### THE REQUEST
From the material below, pull out every line that contains the word "instance" and copy those lines unchanged.

::: SUPPLIED RECORDS :::

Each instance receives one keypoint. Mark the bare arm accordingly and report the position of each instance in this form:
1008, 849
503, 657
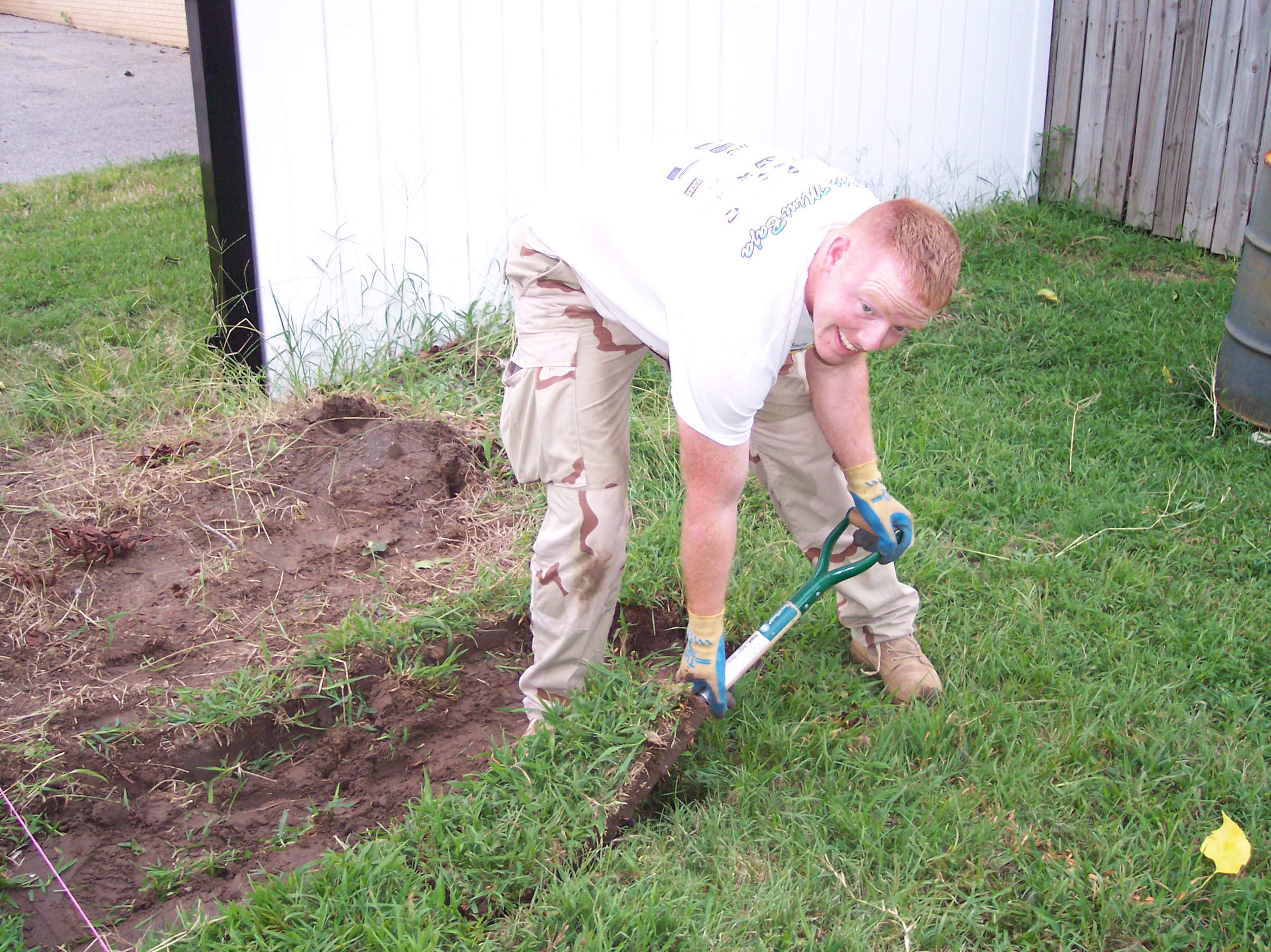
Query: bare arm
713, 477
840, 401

:::
::: SUPPLIED RECORDS :::

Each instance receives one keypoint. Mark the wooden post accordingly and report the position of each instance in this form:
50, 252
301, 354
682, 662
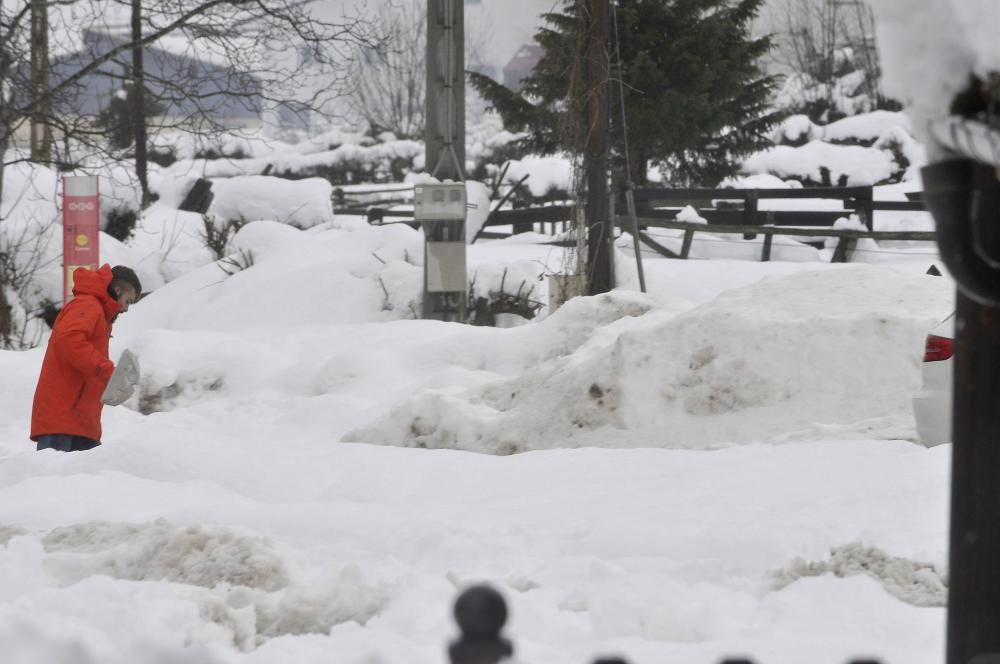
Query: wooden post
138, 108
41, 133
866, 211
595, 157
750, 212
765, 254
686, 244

:::
::: SUPPLIED RECORDS :::

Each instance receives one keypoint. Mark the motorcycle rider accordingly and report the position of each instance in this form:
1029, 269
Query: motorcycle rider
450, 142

:::

### ANSWER TO THIS PROBLEM
Each instance receives one keypoint. Mark the bare arm accordingly and report the position of each instance in this form:
Each instance receives one keypoint. Mark the wooden post accordingly and report the position of each instance in this form:
Each instance receives one keypoint. Mark the motorcycle rider accordingly and report the position of each instance in this form:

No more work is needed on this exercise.